Exercise – Could you set down exactly the lines in the records below between the line holding "One marker for each instance of the clothes" and the line holding "One marker for each instance of the rolling", inclusive?

Data records –
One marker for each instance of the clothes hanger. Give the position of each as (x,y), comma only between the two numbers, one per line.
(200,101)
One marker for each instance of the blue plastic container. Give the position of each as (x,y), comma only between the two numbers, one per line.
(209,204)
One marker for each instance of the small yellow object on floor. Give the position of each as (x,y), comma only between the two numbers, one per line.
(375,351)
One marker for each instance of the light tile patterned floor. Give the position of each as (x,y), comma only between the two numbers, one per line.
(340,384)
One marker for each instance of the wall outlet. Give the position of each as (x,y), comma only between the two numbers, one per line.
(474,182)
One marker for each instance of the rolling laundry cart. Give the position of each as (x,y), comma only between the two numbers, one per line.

==

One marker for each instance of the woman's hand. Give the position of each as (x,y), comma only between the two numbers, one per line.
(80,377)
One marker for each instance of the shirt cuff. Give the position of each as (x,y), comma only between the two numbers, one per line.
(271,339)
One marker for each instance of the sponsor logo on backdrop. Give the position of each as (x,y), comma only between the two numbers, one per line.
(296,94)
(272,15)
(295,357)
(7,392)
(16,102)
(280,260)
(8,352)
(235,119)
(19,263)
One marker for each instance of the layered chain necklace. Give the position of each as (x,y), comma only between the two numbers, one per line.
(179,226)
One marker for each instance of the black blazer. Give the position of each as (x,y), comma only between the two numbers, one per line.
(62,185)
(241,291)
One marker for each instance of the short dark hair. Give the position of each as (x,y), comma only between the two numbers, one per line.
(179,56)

--

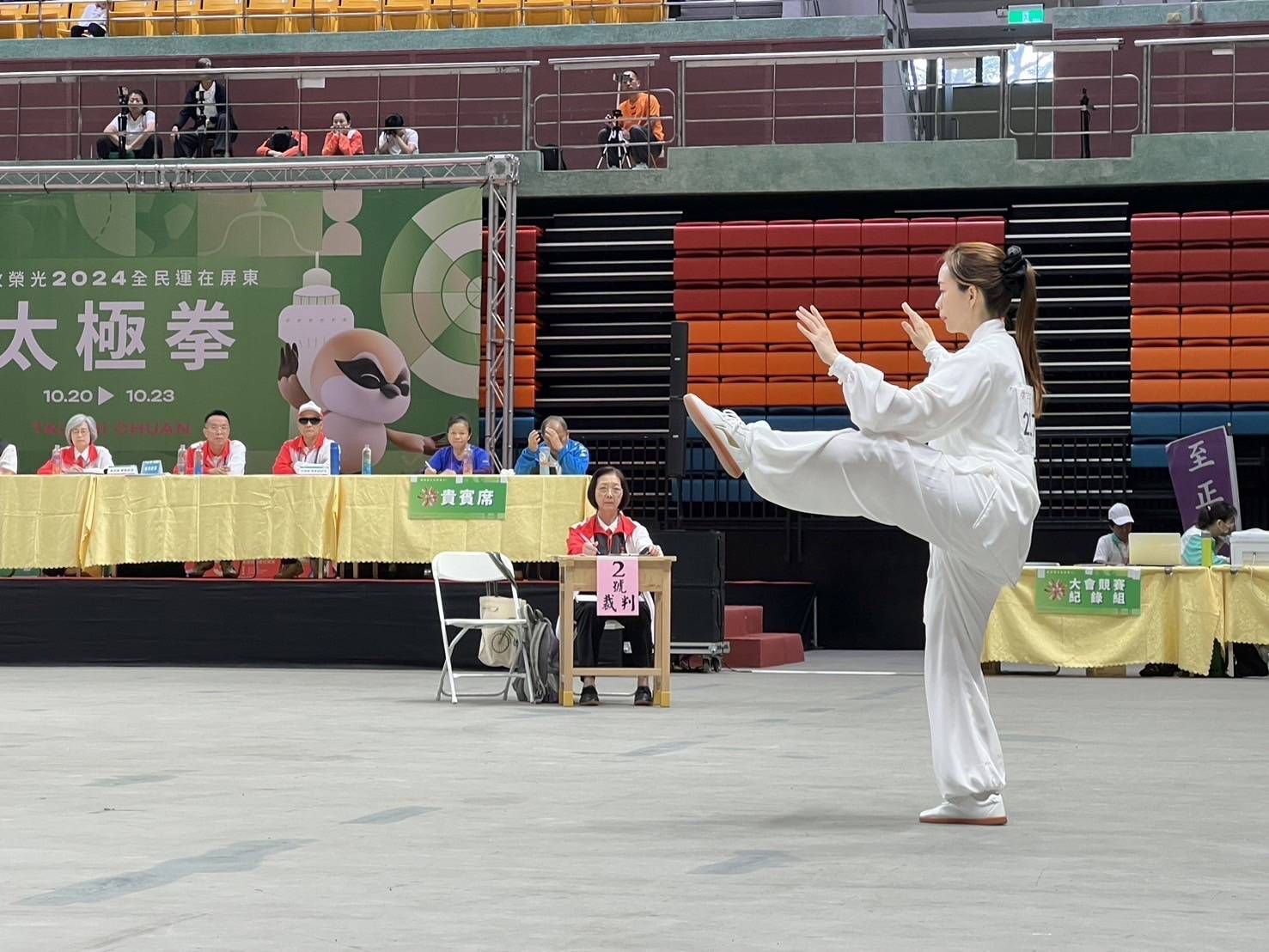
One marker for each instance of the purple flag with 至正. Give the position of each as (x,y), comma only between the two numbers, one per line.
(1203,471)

Output of the task –
One marker for each instance of the clothes hanger. Give the position of each as (x,y), comma only between the two numbers, one per line.
(200,101)
One marker for each instance of the blue plastic container. Give the position of each as (x,y), comma only between the two numbers, one per line.
(209,204)
One marker for each instance of the small yellow object on floor. Give the position of each as (x,y), comma only between the two numbers, one per line.
(375,351)
One marker for each instance of the light tile patterned floor. Give the position of each as (x,y), comma only between the two numbers, one per line.
(340,384)
One marker for each instance of the wall outlet. Give the position of each as (x,y), comma only between the two numbers, one per line.
(474,182)
One marker for each instance of the rolling laundry cart. Give the position of each as (x,y), comma only between the two numbers, one per line.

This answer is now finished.